→ **What the exercise asks**: Nothing other than an exact copy of the lines from the one containing "of the purple" through the last line of the listing below should be written.

→ **Exercise materials**:
== Segment start ==
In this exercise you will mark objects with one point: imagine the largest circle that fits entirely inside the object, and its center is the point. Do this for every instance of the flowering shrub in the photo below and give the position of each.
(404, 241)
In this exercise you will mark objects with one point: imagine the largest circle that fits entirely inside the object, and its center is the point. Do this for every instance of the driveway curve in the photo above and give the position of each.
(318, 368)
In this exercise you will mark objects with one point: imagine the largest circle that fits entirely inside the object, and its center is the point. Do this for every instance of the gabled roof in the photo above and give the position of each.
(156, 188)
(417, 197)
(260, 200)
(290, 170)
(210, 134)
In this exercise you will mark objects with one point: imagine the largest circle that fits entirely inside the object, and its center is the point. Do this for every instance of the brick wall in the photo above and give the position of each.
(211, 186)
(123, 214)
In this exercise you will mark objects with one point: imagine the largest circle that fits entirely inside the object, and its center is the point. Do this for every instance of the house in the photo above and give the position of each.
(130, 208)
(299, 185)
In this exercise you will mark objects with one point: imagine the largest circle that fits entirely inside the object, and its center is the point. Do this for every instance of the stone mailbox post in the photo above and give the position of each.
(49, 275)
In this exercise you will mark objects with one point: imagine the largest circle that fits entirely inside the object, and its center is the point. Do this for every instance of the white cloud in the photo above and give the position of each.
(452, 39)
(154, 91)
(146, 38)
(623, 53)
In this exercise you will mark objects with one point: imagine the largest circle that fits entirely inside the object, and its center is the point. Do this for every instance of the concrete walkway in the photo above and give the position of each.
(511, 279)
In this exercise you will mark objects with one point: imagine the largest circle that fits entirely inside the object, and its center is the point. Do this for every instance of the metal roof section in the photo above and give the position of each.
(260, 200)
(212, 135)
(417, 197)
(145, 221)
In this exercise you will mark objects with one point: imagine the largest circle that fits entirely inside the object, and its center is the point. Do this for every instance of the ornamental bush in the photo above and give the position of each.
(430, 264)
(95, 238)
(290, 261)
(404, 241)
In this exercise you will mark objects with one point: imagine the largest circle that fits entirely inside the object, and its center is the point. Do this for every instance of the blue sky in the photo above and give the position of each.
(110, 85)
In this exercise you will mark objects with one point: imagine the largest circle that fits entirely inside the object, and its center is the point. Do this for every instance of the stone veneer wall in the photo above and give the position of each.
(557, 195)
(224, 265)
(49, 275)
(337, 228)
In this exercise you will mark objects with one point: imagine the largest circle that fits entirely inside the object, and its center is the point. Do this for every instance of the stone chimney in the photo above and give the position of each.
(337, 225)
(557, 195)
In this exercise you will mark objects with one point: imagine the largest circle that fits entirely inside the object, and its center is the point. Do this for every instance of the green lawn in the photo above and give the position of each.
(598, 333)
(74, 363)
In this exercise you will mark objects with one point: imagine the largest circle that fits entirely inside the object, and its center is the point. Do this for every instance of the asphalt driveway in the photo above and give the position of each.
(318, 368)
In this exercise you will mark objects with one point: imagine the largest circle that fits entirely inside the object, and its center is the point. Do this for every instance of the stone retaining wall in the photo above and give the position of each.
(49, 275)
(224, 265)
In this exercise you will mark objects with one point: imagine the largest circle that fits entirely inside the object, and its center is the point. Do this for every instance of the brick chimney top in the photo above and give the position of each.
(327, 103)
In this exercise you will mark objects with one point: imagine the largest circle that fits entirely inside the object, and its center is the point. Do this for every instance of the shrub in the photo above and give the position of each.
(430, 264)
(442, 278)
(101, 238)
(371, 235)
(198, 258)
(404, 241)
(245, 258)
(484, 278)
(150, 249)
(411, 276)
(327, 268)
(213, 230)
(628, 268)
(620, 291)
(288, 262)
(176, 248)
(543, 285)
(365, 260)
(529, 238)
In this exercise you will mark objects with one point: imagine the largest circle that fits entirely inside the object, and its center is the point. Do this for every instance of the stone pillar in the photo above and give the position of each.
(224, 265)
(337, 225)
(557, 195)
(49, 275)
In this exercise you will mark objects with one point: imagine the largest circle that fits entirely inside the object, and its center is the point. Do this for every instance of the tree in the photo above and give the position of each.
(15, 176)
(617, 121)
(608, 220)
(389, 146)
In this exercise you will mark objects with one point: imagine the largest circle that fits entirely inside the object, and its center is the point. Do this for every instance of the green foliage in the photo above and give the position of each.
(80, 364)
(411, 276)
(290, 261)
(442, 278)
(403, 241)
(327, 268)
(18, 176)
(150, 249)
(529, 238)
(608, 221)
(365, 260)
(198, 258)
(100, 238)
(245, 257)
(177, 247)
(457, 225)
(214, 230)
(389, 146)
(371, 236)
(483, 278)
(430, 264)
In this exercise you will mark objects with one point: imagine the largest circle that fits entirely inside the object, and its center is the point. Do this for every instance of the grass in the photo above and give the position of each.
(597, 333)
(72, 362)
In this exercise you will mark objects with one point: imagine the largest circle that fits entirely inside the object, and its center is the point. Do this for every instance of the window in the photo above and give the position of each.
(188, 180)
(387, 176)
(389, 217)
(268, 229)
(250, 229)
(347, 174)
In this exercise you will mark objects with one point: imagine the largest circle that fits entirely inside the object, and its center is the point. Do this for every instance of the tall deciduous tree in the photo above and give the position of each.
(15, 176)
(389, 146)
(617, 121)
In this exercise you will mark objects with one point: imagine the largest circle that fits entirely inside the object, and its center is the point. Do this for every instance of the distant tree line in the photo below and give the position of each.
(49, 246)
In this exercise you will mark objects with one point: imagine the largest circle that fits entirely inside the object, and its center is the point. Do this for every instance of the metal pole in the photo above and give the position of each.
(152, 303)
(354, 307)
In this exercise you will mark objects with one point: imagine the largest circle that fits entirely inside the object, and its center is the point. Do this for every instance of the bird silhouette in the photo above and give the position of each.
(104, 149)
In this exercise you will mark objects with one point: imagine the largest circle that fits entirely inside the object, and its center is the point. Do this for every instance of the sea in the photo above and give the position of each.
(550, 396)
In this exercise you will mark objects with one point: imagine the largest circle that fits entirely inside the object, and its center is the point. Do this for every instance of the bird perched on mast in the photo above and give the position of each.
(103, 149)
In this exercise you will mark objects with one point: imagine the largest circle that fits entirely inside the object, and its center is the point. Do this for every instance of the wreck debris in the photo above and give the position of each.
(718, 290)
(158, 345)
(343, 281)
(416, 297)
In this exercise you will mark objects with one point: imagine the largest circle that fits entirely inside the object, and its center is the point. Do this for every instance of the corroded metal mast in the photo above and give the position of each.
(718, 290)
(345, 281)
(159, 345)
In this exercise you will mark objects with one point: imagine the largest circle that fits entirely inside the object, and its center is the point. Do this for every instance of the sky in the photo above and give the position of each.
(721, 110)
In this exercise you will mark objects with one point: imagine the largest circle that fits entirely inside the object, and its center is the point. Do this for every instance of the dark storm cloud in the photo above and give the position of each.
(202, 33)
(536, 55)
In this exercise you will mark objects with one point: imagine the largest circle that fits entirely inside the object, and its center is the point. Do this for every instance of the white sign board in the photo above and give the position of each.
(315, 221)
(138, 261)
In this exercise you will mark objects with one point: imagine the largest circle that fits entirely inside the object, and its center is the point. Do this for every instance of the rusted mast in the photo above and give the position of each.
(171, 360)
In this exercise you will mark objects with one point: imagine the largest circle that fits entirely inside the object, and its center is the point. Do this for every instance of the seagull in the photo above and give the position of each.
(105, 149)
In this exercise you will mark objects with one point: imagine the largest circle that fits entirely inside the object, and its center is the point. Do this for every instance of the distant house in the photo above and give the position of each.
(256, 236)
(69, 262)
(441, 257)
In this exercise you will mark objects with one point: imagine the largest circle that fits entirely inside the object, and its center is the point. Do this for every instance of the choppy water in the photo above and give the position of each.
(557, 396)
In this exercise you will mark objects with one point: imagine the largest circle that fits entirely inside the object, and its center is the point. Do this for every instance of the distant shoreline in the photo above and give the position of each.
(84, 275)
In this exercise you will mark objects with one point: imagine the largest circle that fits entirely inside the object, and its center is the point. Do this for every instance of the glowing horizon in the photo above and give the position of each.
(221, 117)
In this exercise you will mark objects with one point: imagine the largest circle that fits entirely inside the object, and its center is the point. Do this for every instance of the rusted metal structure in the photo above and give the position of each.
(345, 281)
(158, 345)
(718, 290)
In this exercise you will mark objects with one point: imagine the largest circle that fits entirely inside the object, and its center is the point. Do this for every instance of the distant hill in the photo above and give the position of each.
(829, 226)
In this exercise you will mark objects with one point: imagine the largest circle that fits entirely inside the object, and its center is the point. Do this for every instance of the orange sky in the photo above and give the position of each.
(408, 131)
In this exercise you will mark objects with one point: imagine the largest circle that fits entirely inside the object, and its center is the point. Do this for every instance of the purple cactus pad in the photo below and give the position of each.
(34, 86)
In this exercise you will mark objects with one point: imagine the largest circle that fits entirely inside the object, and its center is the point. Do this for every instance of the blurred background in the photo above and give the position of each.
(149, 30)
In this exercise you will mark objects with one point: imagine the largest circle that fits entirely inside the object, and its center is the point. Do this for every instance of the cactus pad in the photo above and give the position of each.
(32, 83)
== Segment end ==
→ **Exercise output**:
In this exercise you will mark objects with one point: imagine the largest circle that fits entirely inside the object, and its center is the point. Do this for every instance of the purple cactus pad in the photo below and give the position of each.
(34, 86)
In this exercise you will mark objects with one point: imagine the largest circle that fits entirely inside the object, and its center is the point. Do this for every instance of the blurred background in the photo above and give the position of each.
(149, 30)
In this exercise you will mark objects with one point: imagine the largest circle that fits entirely inside the object, and its center is the point. Do this for every instance of the cactus pad in the photo above and give the position of each.
(32, 83)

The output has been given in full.